Exercise description — How would the article on protecting company data from cyber attackers go on past its last paragraph? Write its continuation.

====== Passage given

Don’t let your guard down to cyber attackers who want to steal your vital company information and take your money.
Last week, Chris stopped at his local coffee shop before heading off to work. As he sat at his usual spot near the counter, people were having a heated discussion next to him and it became obvious they were having a marketing meeting for a local company.
He knew it was a marketing meeting because the three employees left the screens on their computers open to “Marketing Plans.” Much to his amazement, they “abandoned” the table and were apparently in line (as well as online). They left two smartphones and a couple of memory sticks out in the open.
While reasonable predictions aren’t always correct, there’s a strong possibility that sooner or later the company will experience a digital information breach. Moreover, it’s highly unlikely that anyone within the business has taken a serious look at how its users operate to protect from this sort of vulnerability.

============
====== Information provided

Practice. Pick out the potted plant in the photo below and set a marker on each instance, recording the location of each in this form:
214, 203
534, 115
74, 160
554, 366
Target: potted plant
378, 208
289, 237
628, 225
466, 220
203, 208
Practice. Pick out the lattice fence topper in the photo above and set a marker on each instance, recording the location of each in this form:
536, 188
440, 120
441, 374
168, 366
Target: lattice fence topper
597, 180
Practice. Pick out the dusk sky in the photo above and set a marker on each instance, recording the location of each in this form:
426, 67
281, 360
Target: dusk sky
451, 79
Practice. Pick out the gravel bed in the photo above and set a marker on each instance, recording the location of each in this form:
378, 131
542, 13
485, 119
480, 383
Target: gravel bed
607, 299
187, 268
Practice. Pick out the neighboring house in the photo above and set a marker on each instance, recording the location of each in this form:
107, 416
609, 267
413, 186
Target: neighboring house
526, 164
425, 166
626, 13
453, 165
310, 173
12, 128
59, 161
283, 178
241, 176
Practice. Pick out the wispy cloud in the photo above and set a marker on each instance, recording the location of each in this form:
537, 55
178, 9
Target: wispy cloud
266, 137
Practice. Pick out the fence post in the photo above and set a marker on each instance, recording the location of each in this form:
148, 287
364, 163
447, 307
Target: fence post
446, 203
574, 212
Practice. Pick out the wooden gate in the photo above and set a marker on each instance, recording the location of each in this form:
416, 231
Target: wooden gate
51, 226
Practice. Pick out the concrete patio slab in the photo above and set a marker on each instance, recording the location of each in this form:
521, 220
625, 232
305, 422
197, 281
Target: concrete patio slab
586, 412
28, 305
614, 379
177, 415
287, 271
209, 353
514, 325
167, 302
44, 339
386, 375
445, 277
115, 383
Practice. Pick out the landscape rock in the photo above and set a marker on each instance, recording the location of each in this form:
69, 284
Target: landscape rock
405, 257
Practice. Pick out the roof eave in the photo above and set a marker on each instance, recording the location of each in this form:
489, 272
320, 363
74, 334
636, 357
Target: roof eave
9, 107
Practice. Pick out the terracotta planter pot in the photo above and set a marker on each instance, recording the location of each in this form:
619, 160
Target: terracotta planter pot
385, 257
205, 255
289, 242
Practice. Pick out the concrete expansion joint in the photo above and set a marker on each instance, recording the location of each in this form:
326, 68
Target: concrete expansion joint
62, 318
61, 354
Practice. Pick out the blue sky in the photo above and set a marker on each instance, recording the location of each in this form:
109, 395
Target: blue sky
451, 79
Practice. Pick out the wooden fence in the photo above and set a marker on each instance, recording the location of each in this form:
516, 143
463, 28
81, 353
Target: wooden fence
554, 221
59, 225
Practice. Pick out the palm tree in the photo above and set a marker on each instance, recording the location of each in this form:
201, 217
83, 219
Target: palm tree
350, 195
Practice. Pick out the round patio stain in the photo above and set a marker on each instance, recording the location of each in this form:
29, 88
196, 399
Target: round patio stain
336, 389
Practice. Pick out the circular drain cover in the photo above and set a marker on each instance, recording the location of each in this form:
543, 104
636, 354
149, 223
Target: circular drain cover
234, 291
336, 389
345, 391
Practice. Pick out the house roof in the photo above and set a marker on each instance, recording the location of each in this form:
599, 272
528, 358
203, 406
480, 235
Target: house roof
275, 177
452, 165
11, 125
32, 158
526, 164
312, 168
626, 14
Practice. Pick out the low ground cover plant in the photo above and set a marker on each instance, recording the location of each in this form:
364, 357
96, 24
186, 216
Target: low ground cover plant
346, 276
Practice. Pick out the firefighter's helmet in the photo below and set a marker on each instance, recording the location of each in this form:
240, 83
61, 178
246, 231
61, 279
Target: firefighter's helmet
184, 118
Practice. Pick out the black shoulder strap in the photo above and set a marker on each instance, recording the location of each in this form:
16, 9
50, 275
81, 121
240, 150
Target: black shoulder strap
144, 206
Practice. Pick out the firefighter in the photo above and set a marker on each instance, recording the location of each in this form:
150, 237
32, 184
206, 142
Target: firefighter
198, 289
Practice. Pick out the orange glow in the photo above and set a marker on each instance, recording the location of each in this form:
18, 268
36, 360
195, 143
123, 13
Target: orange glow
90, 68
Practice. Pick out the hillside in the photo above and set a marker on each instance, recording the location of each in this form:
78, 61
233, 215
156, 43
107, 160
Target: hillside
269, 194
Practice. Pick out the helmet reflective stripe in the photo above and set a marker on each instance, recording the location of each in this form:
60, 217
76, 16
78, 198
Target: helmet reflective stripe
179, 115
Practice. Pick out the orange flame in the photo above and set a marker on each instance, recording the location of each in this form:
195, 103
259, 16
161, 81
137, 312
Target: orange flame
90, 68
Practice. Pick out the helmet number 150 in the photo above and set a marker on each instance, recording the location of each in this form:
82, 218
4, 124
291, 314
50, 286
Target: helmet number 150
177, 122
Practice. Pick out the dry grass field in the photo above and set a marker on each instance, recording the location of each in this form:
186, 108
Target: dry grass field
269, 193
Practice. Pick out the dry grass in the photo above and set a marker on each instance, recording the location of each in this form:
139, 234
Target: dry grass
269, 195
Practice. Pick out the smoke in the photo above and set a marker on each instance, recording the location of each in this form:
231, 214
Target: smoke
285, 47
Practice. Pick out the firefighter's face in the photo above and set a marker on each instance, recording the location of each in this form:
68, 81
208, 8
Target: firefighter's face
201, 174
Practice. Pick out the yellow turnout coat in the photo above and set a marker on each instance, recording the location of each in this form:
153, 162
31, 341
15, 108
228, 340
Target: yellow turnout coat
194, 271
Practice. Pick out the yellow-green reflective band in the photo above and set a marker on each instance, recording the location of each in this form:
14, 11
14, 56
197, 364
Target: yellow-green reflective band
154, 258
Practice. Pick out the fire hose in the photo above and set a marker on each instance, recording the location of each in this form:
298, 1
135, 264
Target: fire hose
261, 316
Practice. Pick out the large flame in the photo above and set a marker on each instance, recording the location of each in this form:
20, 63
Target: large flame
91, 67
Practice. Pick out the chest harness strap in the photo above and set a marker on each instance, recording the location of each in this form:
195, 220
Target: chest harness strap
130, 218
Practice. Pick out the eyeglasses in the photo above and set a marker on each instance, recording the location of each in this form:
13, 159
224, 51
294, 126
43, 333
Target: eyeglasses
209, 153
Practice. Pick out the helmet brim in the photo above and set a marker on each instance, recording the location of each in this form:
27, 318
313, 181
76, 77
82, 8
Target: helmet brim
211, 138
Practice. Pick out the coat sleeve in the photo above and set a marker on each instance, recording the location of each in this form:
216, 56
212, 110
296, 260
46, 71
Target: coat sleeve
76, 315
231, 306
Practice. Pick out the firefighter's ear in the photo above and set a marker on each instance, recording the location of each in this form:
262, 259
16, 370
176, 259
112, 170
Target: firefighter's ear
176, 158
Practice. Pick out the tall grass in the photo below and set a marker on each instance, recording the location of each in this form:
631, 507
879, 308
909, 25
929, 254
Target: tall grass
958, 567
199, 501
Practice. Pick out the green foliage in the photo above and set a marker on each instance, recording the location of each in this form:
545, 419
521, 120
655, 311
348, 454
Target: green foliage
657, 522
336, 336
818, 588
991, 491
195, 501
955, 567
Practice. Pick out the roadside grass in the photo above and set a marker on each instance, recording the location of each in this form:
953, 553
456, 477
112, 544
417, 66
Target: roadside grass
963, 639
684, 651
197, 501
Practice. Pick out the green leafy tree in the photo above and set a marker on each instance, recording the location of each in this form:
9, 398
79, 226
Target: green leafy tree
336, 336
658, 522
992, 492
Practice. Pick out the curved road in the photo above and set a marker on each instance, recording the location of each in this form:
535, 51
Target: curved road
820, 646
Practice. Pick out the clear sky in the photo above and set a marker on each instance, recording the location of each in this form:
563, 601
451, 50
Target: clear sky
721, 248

============

Result below —
The biggest risk for any company getting hacked is neither the firewall nor the server. It is another problem altogether: social engineering. Social engineering is when employees inadvertently (or out of malice) give cyber thieves sensitive company or client information. While most businesses may be eager to invest in cyber security measures, they often neglect investing in shielding the most common attack motivated hackers use to gain access: employees.
Let’s review some of the socially engineered pitfalls that occur all too often:
Public Wi-Fi is to your computer network as kryptonite is to Superman or garlic is to a vampire. Unless you are sending out information that is encrypted via a secured site, never conduct any business from an unsecured Wi-Fi hotspot.
In the space of two seconds in that coffee shop, it would have been possible for a thief to take screenshots of the marketing plan with a smartphone, or to swipe the smartphones and stick drives or even one of the laptops. Any document, especially any document with links to your organization, is all a cyber thief needs to get going. Never leave documents unattended.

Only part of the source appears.